WORK TO BE COMPLETED: Locate each line in the records below that contains the string "ambulance", and copy those lines out in full.

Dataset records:
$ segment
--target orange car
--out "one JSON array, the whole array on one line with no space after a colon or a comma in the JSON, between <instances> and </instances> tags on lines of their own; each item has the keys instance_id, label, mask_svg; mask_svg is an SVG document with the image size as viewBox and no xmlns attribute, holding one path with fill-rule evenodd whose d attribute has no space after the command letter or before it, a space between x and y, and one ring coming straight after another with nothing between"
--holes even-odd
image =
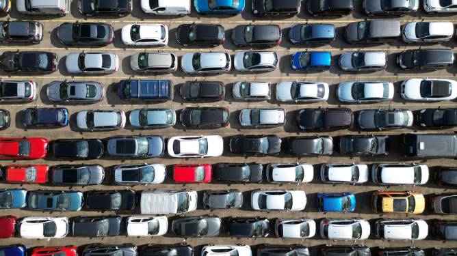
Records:
<instances>
[{"instance_id":1,"label":"orange car","mask_svg":"<svg viewBox=\"0 0 457 256\"><path fill-rule=\"evenodd\" d=\"M421 214L426 207L423 195L417 191L379 190L372 199L374 212Z\"/></svg>"}]
</instances>

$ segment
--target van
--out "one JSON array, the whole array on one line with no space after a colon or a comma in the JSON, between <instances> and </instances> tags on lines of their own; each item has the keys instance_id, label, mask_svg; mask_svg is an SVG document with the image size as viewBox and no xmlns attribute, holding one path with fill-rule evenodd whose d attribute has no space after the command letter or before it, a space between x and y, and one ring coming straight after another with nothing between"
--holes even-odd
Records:
<instances>
[{"instance_id":1,"label":"van","mask_svg":"<svg viewBox=\"0 0 457 256\"><path fill-rule=\"evenodd\" d=\"M18 11L24 14L55 14L70 12L70 0L16 0Z\"/></svg>"}]
</instances>

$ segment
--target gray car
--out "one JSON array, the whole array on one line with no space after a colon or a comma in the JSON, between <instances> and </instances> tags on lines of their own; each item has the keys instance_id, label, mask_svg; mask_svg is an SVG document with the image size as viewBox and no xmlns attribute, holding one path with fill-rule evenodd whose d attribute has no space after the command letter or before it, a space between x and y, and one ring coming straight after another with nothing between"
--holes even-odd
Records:
<instances>
[{"instance_id":1,"label":"gray car","mask_svg":"<svg viewBox=\"0 0 457 256\"><path fill-rule=\"evenodd\" d=\"M237 189L203 191L204 209L238 209L243 205L243 193Z\"/></svg>"},{"instance_id":2,"label":"gray car","mask_svg":"<svg viewBox=\"0 0 457 256\"><path fill-rule=\"evenodd\" d=\"M105 170L100 165L61 165L52 168L51 182L57 186L98 185L105 178Z\"/></svg>"}]
</instances>

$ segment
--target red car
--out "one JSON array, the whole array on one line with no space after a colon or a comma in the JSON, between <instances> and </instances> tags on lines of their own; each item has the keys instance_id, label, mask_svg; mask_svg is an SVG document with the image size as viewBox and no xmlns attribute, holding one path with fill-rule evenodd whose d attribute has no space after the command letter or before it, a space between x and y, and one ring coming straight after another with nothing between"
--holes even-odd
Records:
<instances>
[{"instance_id":1,"label":"red car","mask_svg":"<svg viewBox=\"0 0 457 256\"><path fill-rule=\"evenodd\" d=\"M46 138L0 138L0 159L40 159L48 153Z\"/></svg>"},{"instance_id":2,"label":"red car","mask_svg":"<svg viewBox=\"0 0 457 256\"><path fill-rule=\"evenodd\" d=\"M174 165L173 167L174 182L209 183L211 176L211 165Z\"/></svg>"},{"instance_id":3,"label":"red car","mask_svg":"<svg viewBox=\"0 0 457 256\"><path fill-rule=\"evenodd\" d=\"M3 216L0 217L0 238L10 238L16 234L16 221L17 218L14 216Z\"/></svg>"},{"instance_id":4,"label":"red car","mask_svg":"<svg viewBox=\"0 0 457 256\"><path fill-rule=\"evenodd\" d=\"M4 167L1 175L7 183L36 183L48 182L47 165L10 165Z\"/></svg>"},{"instance_id":5,"label":"red car","mask_svg":"<svg viewBox=\"0 0 457 256\"><path fill-rule=\"evenodd\" d=\"M31 251L31 256L77 256L78 247L68 246L39 247Z\"/></svg>"}]
</instances>

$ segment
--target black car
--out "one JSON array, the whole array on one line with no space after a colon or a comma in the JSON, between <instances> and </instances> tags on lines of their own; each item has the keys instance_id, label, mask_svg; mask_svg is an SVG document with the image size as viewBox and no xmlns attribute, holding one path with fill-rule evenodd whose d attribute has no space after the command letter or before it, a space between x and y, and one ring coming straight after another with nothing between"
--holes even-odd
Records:
<instances>
[{"instance_id":1,"label":"black car","mask_svg":"<svg viewBox=\"0 0 457 256\"><path fill-rule=\"evenodd\" d=\"M8 73L36 72L49 74L57 70L57 56L42 51L3 52L0 56L1 69Z\"/></svg>"},{"instance_id":2,"label":"black car","mask_svg":"<svg viewBox=\"0 0 457 256\"><path fill-rule=\"evenodd\" d=\"M117 215L103 216L81 216L73 219L73 236L104 237L120 234L122 218Z\"/></svg>"},{"instance_id":3,"label":"black car","mask_svg":"<svg viewBox=\"0 0 457 256\"><path fill-rule=\"evenodd\" d=\"M276 156L281 151L276 135L236 135L230 139L230 152L245 156Z\"/></svg>"},{"instance_id":4,"label":"black car","mask_svg":"<svg viewBox=\"0 0 457 256\"><path fill-rule=\"evenodd\" d=\"M424 128L457 126L457 109L425 109L417 113L417 124Z\"/></svg>"},{"instance_id":5,"label":"black car","mask_svg":"<svg viewBox=\"0 0 457 256\"><path fill-rule=\"evenodd\" d=\"M260 183L263 167L261 164L219 163L213 170L213 179L222 182Z\"/></svg>"},{"instance_id":6,"label":"black car","mask_svg":"<svg viewBox=\"0 0 457 256\"><path fill-rule=\"evenodd\" d=\"M123 211L135 209L135 191L92 190L84 195L84 207L86 210L100 211Z\"/></svg>"},{"instance_id":7,"label":"black car","mask_svg":"<svg viewBox=\"0 0 457 256\"><path fill-rule=\"evenodd\" d=\"M226 108L185 108L181 111L181 124L187 128L216 128L228 125Z\"/></svg>"},{"instance_id":8,"label":"black car","mask_svg":"<svg viewBox=\"0 0 457 256\"><path fill-rule=\"evenodd\" d=\"M57 139L51 143L56 158L97 159L103 155L103 143L98 139Z\"/></svg>"},{"instance_id":9,"label":"black car","mask_svg":"<svg viewBox=\"0 0 457 256\"><path fill-rule=\"evenodd\" d=\"M123 17L131 13L132 8L131 0L78 1L78 9L86 16L106 14Z\"/></svg>"},{"instance_id":10,"label":"black car","mask_svg":"<svg viewBox=\"0 0 457 256\"><path fill-rule=\"evenodd\" d=\"M293 16L300 12L300 0L252 0L255 16Z\"/></svg>"},{"instance_id":11,"label":"black car","mask_svg":"<svg viewBox=\"0 0 457 256\"><path fill-rule=\"evenodd\" d=\"M57 27L57 38L66 45L105 46L113 42L113 26L102 23L64 23Z\"/></svg>"},{"instance_id":12,"label":"black car","mask_svg":"<svg viewBox=\"0 0 457 256\"><path fill-rule=\"evenodd\" d=\"M342 136L339 139L339 153L360 156L387 155L389 142L387 135Z\"/></svg>"},{"instance_id":13,"label":"black car","mask_svg":"<svg viewBox=\"0 0 457 256\"><path fill-rule=\"evenodd\" d=\"M176 30L181 44L217 46L225 40L224 27L213 24L182 24Z\"/></svg>"},{"instance_id":14,"label":"black car","mask_svg":"<svg viewBox=\"0 0 457 256\"><path fill-rule=\"evenodd\" d=\"M181 85L179 93L183 99L189 101L218 101L225 98L222 82L186 82Z\"/></svg>"},{"instance_id":15,"label":"black car","mask_svg":"<svg viewBox=\"0 0 457 256\"><path fill-rule=\"evenodd\" d=\"M240 25L232 31L232 41L239 47L272 47L281 42L281 28L277 25Z\"/></svg>"}]
</instances>

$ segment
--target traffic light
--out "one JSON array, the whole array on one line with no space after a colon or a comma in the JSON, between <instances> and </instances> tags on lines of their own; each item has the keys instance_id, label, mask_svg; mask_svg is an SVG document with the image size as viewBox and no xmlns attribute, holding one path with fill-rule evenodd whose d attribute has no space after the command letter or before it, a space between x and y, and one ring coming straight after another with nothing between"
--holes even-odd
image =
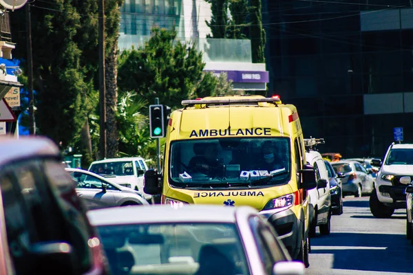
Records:
<instances>
[{"instance_id":1,"label":"traffic light","mask_svg":"<svg viewBox=\"0 0 413 275\"><path fill-rule=\"evenodd\" d=\"M164 108L164 132L165 136L167 135L167 129L168 128L168 124L169 124L169 118L171 115L171 107L167 105L162 105Z\"/></svg>"},{"instance_id":2,"label":"traffic light","mask_svg":"<svg viewBox=\"0 0 413 275\"><path fill-rule=\"evenodd\" d=\"M149 105L149 130L151 138L165 137L164 107L161 104Z\"/></svg>"}]
</instances>

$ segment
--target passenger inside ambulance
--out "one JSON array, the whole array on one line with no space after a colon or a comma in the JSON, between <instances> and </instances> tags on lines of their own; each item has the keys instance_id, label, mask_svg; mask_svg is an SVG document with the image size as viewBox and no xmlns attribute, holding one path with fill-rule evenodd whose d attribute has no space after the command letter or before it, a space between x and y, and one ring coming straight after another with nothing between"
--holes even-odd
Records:
<instances>
[{"instance_id":1,"label":"passenger inside ambulance","mask_svg":"<svg viewBox=\"0 0 413 275\"><path fill-rule=\"evenodd\" d=\"M195 156L192 157L188 165L190 173L201 173L209 177L222 177L223 164L218 159L220 148L215 143L195 143L193 144Z\"/></svg>"},{"instance_id":2,"label":"passenger inside ambulance","mask_svg":"<svg viewBox=\"0 0 413 275\"><path fill-rule=\"evenodd\" d=\"M256 170L269 172L285 168L279 157L280 148L277 149L277 144L271 140L263 142L262 146L262 158L257 162Z\"/></svg>"},{"instance_id":3,"label":"passenger inside ambulance","mask_svg":"<svg viewBox=\"0 0 413 275\"><path fill-rule=\"evenodd\" d=\"M170 182L174 186L189 188L208 182L245 183L268 177L251 174L285 168L277 177L260 182L264 185L284 184L290 172L289 140L275 138L214 138L180 140L171 146ZM264 157L265 156L265 157ZM268 175L268 174L267 174Z\"/></svg>"}]
</instances>

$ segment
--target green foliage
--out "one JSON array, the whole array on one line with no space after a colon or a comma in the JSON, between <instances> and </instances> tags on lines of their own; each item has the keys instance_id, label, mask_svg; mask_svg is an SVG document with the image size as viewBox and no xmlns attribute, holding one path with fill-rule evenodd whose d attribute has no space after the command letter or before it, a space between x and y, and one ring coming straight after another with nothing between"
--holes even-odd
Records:
<instances>
[{"instance_id":1,"label":"green foliage","mask_svg":"<svg viewBox=\"0 0 413 275\"><path fill-rule=\"evenodd\" d=\"M211 3L212 16L211 21L205 21L206 25L211 29L212 36L208 34L206 37L214 38L227 38L229 20L228 19L228 0L205 0Z\"/></svg>"},{"instance_id":2,"label":"green foliage","mask_svg":"<svg viewBox=\"0 0 413 275\"><path fill-rule=\"evenodd\" d=\"M148 165L156 166L156 142L149 137L147 116L141 111L147 108L145 100L137 98L131 91L126 91L118 102L119 155L121 157L140 156ZM165 144L165 138L161 139Z\"/></svg>"},{"instance_id":3,"label":"green foliage","mask_svg":"<svg viewBox=\"0 0 413 275\"><path fill-rule=\"evenodd\" d=\"M229 23L227 36L233 39L246 39L246 27L250 23L246 23L248 14L247 0L229 0L229 11L232 19Z\"/></svg>"},{"instance_id":4,"label":"green foliage","mask_svg":"<svg viewBox=\"0 0 413 275\"><path fill-rule=\"evenodd\" d=\"M251 0L251 7L250 27L253 63L265 63L264 47L266 43L265 30L262 28L261 0Z\"/></svg>"},{"instance_id":5,"label":"green foliage","mask_svg":"<svg viewBox=\"0 0 413 275\"><path fill-rule=\"evenodd\" d=\"M202 76L202 53L176 38L175 30L153 28L144 46L124 51L118 61L120 89L134 91L151 104L158 98L174 109L182 100L195 98L200 84L213 85L213 80Z\"/></svg>"}]
</instances>

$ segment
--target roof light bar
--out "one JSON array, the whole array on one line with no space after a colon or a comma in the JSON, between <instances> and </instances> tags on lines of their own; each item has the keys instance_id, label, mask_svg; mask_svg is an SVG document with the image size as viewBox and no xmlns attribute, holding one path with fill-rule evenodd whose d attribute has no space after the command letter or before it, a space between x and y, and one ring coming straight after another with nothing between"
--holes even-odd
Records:
<instances>
[{"instance_id":1,"label":"roof light bar","mask_svg":"<svg viewBox=\"0 0 413 275\"><path fill-rule=\"evenodd\" d=\"M196 99L190 100L182 100L181 104L183 106L195 105L197 104L236 104L236 103L258 103L258 102L274 102L279 101L279 98L226 98L218 100L203 100Z\"/></svg>"}]
</instances>

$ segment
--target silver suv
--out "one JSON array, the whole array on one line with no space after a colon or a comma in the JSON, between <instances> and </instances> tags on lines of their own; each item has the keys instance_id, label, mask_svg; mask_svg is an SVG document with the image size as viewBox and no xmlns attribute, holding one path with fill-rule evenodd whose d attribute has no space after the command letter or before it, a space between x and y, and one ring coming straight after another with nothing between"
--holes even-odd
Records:
<instances>
[{"instance_id":1,"label":"silver suv","mask_svg":"<svg viewBox=\"0 0 413 275\"><path fill-rule=\"evenodd\" d=\"M383 161L372 160L372 164L379 165L380 170L370 199L370 211L377 218L389 218L395 209L406 207L407 185L400 179L413 176L413 144L393 142Z\"/></svg>"}]
</instances>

WRITTEN RESPONSE:
--target passenger inside ambulance
[{"instance_id":1,"label":"passenger inside ambulance","mask_svg":"<svg viewBox=\"0 0 413 275\"><path fill-rule=\"evenodd\" d=\"M195 156L192 157L188 165L190 173L201 173L209 177L222 177L223 164L218 159L220 148L215 143L195 143L193 144Z\"/></svg>"},{"instance_id":2,"label":"passenger inside ambulance","mask_svg":"<svg viewBox=\"0 0 413 275\"><path fill-rule=\"evenodd\" d=\"M256 170L269 172L285 168L279 157L280 148L277 149L277 144L271 140L263 142L262 146L262 158L257 162Z\"/></svg>"},{"instance_id":3,"label":"passenger inside ambulance","mask_svg":"<svg viewBox=\"0 0 413 275\"><path fill-rule=\"evenodd\" d=\"M170 182L174 186L189 188L208 182L245 183L268 177L251 174L285 168L277 177L260 182L264 185L284 184L290 172L289 140L275 138L214 138L180 140L171 146ZM264 157L265 156L265 157ZM268 175L268 174L267 174Z\"/></svg>"}]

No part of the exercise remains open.